__INPUT RECORDS__:
········
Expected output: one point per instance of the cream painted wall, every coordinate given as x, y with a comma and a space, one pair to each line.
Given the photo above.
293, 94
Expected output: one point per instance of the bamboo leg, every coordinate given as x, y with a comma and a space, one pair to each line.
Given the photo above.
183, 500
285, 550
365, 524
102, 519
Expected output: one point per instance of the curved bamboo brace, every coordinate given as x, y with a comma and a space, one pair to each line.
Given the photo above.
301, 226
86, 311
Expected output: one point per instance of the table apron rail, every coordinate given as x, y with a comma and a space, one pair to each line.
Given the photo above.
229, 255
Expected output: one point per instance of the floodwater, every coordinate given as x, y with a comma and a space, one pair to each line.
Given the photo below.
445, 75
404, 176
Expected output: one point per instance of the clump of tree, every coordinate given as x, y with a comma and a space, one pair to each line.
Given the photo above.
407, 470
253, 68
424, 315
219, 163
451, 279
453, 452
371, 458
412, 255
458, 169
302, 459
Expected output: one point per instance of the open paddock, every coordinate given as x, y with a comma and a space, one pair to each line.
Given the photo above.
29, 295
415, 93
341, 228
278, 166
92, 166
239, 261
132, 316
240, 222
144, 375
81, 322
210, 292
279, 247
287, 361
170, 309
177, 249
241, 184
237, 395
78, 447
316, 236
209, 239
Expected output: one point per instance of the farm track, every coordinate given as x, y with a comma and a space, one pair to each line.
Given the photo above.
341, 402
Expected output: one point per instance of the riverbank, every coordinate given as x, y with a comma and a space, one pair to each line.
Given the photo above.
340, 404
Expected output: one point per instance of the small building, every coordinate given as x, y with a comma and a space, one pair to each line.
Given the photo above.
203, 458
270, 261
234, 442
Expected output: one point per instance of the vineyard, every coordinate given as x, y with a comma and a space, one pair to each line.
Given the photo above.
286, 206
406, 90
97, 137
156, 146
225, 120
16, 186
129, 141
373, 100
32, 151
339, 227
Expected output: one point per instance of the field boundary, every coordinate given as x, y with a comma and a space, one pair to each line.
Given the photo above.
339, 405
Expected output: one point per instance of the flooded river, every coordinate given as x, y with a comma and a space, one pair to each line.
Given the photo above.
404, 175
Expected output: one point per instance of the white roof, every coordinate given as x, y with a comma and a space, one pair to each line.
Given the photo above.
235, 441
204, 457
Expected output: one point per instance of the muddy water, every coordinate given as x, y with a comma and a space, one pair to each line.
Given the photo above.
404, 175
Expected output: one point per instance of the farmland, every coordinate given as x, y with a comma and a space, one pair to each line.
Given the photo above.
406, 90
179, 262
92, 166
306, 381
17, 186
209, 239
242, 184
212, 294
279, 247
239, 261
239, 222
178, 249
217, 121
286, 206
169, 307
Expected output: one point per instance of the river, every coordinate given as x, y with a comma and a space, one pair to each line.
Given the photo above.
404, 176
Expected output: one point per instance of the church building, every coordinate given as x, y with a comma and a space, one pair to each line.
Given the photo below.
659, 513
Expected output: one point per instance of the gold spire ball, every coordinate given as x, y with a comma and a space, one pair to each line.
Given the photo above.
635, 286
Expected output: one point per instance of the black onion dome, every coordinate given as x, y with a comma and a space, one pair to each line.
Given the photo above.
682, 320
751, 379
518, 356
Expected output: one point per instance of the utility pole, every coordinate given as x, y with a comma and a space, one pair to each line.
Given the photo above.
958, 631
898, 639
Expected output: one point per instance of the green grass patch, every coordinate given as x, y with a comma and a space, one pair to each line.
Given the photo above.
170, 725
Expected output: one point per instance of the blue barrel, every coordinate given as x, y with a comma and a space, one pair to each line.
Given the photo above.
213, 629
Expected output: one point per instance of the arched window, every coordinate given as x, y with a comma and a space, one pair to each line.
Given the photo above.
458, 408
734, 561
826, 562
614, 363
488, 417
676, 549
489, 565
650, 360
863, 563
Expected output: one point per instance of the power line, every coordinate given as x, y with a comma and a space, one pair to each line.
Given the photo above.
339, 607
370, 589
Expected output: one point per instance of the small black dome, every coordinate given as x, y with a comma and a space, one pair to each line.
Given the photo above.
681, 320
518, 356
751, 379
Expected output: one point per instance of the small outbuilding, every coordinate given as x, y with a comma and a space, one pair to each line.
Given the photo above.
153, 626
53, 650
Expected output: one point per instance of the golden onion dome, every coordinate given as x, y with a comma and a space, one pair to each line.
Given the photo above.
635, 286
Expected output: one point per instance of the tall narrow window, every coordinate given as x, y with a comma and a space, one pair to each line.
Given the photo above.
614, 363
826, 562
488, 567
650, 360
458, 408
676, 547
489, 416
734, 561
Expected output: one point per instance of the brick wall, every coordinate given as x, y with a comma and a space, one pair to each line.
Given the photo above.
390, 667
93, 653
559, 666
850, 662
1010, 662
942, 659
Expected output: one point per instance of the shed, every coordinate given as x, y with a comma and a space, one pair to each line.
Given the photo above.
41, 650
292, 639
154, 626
········
__WORK INSTRUCTION__: Across the material above, count every line holding "onion" and write down only the number.

__TASK ANSWER__: 2